** begin Data for processing **

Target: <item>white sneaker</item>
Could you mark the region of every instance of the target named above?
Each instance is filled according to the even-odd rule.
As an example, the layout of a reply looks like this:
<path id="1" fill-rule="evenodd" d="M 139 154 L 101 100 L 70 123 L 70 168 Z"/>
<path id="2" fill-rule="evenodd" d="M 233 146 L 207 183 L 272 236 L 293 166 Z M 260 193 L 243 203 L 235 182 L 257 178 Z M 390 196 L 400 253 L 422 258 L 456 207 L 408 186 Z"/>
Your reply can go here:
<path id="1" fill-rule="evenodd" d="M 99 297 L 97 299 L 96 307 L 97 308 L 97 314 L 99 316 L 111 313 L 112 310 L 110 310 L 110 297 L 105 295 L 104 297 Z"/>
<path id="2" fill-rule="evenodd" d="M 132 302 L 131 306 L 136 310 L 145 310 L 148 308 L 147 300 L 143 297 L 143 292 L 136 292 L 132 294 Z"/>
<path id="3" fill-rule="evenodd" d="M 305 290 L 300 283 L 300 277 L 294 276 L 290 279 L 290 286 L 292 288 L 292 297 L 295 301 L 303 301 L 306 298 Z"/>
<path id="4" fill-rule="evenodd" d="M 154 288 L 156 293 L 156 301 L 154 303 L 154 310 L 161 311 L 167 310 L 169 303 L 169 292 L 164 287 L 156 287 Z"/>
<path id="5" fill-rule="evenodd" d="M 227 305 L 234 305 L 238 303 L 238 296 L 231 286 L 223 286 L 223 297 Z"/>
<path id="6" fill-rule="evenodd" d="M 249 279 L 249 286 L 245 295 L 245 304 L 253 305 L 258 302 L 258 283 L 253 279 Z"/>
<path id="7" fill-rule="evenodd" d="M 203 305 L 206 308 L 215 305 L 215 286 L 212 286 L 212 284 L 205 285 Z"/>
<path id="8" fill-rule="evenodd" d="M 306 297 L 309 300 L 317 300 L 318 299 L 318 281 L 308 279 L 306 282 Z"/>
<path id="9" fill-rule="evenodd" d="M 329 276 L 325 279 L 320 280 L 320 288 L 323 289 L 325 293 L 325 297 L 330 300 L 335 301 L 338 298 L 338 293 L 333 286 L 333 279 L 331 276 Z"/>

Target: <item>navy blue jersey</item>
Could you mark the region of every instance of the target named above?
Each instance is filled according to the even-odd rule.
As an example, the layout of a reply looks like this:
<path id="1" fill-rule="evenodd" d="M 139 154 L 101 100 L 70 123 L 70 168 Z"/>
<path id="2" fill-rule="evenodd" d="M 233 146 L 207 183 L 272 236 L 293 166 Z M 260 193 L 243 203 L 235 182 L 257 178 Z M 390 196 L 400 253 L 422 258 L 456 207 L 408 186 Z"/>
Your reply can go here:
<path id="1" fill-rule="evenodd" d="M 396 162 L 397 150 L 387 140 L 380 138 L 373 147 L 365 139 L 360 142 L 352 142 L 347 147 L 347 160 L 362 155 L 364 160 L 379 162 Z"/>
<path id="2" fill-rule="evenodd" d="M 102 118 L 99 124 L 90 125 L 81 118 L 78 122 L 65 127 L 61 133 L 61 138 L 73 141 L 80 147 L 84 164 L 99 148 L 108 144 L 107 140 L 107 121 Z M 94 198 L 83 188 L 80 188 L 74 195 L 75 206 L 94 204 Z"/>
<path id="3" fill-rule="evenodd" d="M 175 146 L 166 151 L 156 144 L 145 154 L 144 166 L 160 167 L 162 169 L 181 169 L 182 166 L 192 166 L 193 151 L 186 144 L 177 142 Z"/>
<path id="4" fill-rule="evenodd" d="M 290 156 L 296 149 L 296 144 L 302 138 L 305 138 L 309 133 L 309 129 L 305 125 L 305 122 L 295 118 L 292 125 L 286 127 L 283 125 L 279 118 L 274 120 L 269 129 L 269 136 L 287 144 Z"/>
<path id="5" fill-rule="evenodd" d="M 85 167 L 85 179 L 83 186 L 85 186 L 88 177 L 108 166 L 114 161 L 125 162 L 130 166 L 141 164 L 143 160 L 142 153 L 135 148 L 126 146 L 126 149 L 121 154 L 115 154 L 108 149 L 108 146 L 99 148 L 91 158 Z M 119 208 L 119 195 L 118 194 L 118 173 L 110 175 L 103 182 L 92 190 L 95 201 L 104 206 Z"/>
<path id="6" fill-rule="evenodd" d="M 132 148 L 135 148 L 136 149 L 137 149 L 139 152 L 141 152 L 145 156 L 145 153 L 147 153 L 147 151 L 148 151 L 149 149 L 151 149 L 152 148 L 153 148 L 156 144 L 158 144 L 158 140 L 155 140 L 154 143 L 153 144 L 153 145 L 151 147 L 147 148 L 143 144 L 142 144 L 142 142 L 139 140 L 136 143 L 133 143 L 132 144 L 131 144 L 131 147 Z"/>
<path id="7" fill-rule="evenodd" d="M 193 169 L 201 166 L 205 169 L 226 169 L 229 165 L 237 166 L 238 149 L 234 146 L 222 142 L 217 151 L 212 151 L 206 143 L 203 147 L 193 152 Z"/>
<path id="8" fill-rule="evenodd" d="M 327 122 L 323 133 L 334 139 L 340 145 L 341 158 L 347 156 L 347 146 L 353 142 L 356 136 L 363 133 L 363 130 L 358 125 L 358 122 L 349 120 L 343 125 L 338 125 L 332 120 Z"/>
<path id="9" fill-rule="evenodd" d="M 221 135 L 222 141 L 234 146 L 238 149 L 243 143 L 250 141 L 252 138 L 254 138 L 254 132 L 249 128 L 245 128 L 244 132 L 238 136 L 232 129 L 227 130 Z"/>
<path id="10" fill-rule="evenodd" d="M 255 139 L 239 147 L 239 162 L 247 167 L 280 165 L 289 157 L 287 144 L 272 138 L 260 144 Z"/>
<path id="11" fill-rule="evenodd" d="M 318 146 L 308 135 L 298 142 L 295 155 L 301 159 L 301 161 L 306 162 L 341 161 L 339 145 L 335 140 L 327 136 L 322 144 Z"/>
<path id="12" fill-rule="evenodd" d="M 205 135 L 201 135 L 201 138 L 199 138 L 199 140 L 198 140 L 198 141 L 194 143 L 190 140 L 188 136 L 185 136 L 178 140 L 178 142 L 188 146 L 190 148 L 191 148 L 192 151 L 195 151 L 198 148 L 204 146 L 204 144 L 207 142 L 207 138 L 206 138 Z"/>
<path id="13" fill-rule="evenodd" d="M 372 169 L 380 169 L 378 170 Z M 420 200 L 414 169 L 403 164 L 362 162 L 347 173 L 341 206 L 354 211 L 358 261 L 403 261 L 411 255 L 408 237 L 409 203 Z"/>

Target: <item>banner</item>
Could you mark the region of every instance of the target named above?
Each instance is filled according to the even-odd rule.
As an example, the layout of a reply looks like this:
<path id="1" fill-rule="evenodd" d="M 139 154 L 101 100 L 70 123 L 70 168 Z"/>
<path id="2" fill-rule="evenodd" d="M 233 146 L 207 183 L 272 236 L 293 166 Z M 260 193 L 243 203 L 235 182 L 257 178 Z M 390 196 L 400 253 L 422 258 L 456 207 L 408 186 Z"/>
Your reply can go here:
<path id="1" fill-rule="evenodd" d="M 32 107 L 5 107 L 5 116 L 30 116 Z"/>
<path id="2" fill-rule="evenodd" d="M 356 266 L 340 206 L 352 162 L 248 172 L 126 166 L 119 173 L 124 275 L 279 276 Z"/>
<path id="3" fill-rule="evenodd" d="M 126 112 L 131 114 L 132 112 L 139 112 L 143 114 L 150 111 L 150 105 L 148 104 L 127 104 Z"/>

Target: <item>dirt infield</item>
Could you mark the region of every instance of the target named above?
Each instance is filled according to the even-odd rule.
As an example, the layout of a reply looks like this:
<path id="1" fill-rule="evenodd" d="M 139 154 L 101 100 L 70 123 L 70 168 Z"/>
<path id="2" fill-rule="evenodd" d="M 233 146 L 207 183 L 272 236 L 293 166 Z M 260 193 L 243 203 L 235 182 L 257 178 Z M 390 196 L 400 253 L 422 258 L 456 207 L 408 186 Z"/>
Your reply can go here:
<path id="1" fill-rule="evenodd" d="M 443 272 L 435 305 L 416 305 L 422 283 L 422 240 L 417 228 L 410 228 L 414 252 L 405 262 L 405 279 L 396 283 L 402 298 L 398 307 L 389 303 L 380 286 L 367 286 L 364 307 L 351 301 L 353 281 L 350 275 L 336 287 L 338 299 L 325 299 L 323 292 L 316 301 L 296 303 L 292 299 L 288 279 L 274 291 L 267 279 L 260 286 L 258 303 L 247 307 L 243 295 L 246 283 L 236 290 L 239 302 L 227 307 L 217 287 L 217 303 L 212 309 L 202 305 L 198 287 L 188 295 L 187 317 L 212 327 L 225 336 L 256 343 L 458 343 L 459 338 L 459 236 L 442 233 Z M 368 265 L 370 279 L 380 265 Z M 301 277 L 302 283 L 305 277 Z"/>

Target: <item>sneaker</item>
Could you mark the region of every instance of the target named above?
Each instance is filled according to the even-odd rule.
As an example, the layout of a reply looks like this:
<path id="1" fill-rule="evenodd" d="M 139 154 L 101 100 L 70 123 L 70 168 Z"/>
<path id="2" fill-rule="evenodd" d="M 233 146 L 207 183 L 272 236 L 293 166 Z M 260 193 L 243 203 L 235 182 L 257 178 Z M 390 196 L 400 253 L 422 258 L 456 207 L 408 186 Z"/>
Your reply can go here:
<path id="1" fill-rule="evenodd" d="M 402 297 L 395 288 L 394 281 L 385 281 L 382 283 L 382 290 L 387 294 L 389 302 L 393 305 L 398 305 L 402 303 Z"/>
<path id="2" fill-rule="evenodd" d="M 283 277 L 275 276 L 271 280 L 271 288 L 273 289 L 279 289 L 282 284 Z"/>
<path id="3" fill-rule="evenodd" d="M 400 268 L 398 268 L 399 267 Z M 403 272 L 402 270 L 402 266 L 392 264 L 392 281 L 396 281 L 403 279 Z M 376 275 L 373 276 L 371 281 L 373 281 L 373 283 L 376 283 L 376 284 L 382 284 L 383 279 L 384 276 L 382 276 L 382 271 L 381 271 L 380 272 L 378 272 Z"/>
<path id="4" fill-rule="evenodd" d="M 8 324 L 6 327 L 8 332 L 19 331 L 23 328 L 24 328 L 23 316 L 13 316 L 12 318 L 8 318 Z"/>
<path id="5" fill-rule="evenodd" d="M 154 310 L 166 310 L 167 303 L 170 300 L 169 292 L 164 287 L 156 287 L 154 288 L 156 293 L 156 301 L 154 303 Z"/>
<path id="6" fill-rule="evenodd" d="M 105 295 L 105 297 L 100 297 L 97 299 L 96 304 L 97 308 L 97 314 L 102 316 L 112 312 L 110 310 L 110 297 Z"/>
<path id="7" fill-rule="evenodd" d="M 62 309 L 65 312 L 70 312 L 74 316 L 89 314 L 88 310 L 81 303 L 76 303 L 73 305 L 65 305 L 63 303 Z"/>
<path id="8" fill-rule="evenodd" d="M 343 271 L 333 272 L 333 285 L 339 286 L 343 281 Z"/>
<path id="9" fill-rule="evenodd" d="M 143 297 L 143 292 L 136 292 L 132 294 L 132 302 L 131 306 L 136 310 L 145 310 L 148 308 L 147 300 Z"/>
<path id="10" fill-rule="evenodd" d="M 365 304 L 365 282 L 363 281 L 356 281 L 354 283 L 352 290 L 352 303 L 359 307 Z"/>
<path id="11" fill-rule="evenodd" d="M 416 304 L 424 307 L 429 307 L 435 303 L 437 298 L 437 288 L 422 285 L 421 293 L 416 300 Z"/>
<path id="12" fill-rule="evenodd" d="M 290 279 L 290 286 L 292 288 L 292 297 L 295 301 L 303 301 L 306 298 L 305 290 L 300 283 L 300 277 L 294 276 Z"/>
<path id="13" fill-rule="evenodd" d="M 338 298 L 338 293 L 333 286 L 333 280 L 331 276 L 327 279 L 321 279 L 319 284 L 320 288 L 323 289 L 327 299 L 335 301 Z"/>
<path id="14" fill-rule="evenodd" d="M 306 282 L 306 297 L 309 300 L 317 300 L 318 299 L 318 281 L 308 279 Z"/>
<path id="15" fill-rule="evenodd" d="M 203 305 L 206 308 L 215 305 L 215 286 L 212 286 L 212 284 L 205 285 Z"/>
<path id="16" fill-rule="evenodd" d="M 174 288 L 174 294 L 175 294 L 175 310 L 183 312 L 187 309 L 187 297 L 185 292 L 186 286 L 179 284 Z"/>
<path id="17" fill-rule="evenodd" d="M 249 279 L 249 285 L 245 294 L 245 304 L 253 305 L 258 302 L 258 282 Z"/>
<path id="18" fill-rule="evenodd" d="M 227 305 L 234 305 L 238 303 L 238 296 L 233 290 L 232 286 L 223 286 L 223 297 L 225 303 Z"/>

** end Data for processing **

_Stated task_.
Take the lines from the one containing "Target: <item>sneaker</item>" through the one containing "402 297 L 395", and give them as a two-column CSV with the headers input and output. Use one row for each text and its answer, put each value in a single quoted field, and replace line breaks with spaces.

_Exercise solution_.
input,output
"Target: <item>sneaker</item> Could you mark the region of every instance of the target named above? Each instance is filled according to the even-odd rule. As an example, the layout of a reply looks like this: <path id=""1"" fill-rule=""evenodd"" d=""M 139 154 L 101 100 L 70 123 L 70 168 Z""/> <path id=""2"" fill-rule=""evenodd"" d=""M 233 146 L 207 183 L 272 236 L 293 166 Z M 260 193 L 243 203 L 235 182 L 257 178 Z M 390 196 L 400 253 L 422 258 L 456 207 L 408 186 Z""/> Your reply can go here:","<path id=""1"" fill-rule=""evenodd"" d=""M 402 297 L 395 288 L 394 281 L 385 281 L 382 283 L 382 290 L 387 294 L 389 302 L 393 305 L 398 305 L 402 303 Z""/>"